→ SHORT EXERCISE A
Quote the passage on using the custom optimiser word for word. Begin at the words "grad = popxl.variable(np.full((2, 2), 0.1), popxl.float32)" and stop after "print(adam.print_schedule())".
____ DOCUMENT PASSAGE
Using our custom optimiser

Let’s inspect the optimiser graph and its use in a simple example.

ir = popxl.Ir(replication=1)

with ir.main_graph:
    var = popxl.variable(np.ones((2, 2)), popxl.float32)
    grad = popxl.variable(np.full((2, 2), 0.1), popxl.float32)

    # create graph and factories - float learning rate
    adam_facts, adam = Adam(cache=True).create_graph(var, var.spec, lr=1e-3)

    # create graph and factories - Tensor learning rate
    adam_facts_lr, adam_lr = Adam().create_graph(
        var, var.spec, lr=popxl.TensorSpec((), popxl.float32)
    )

    print("Adam with float learning rate\n")
    print(adam.print_schedule())
    print("\n Adam with tensor learning rate\n")
    print(adam_lr.print_schedule())

    # instantiate optimiser variables
    adam_state = adam_facts.init()
    adam_state_lr = adam_facts_lr.init()

    # optimization step for float lr: call the bound graph providing the
    # variable to update and the gradient
    adam.bind(adam_state).call(var, grad)

    # optimization step for tensor lr: call the bound graph providing the
    # variable to update, the gradient and the learning rate
    adam_lr.bind(adam_state_lr).call(var, grad, popxl.constant(1e-3))

ir.num_host_transfers = 1
session = popxl.Session(ir, "ipu_hw")
print("\n Before Adam update")
var_data = session.get_tensor_data(var)
________
____ DATASET ROWS
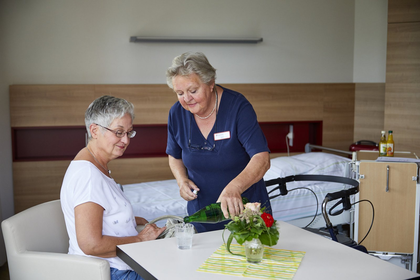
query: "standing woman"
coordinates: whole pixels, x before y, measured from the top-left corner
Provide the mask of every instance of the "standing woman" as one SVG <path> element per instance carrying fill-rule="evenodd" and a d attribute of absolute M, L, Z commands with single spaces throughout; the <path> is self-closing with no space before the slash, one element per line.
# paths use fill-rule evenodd
<path fill-rule="evenodd" d="M 270 211 L 262 179 L 270 151 L 257 115 L 243 95 L 216 84 L 215 79 L 215 69 L 200 52 L 176 57 L 166 71 L 178 100 L 168 118 L 166 153 L 180 194 L 188 201 L 189 215 L 220 202 L 225 217 L 228 211 L 238 215 L 244 209 L 241 196 Z M 228 222 L 194 226 L 210 231 Z"/>
<path fill-rule="evenodd" d="M 136 135 L 134 107 L 112 96 L 102 96 L 85 114 L 89 142 L 70 162 L 60 199 L 70 237 L 68 254 L 107 260 L 111 279 L 143 278 L 116 256 L 117 245 L 155 239 L 165 228 L 134 217 L 125 195 L 111 177 L 108 164 L 122 156 Z"/>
________
→ SHORT EXERCISE B
Print the rows above, the ones that follow the optimiser passage, character for character and leave out the pictures.

→ WRITTEN REPLY A
grad = popxl.variable(np.full((2, 2), 0.1), popxl.float32)

    # create graph and factories - float learning rate
    adam_facts, adam = Adam(cache=True).create_graph(var, var.spec, lr=1e-3)

    # create graph and factories - Tensor learning rate
    adam_facts_lr, adam_lr = Adam().create_graph(
        var, var.spec, lr=popxl.TensorSpec((), popxl.float32)
    )

    print("Adam with float learning rate\n")
    print(adam.print_schedule())

→ WRITTEN REPLY B
query: "standing woman"
coordinates: whole pixels, x before y, measured from the top-left corner
Provide the mask of every instance of the "standing woman" as one SVG <path> element per instance carrying fill-rule="evenodd" and a d attribute of absolute M, L, Z commands with single spaces throughout; the <path> is self-closing with no space before the slash, one element per line.
# paths use fill-rule evenodd
<path fill-rule="evenodd" d="M 270 211 L 262 179 L 270 151 L 257 115 L 243 95 L 216 84 L 215 79 L 215 69 L 200 52 L 176 57 L 166 71 L 178 100 L 168 118 L 166 153 L 180 194 L 188 201 L 189 215 L 220 202 L 225 217 L 228 211 L 238 215 L 244 209 L 241 196 Z M 228 222 L 194 226 L 210 231 Z"/>
<path fill-rule="evenodd" d="M 136 135 L 134 107 L 112 96 L 102 96 L 85 114 L 89 142 L 70 162 L 60 199 L 70 237 L 68 254 L 107 260 L 111 279 L 143 278 L 116 256 L 117 245 L 155 239 L 165 228 L 134 217 L 125 195 L 111 177 L 108 164 L 122 156 Z"/>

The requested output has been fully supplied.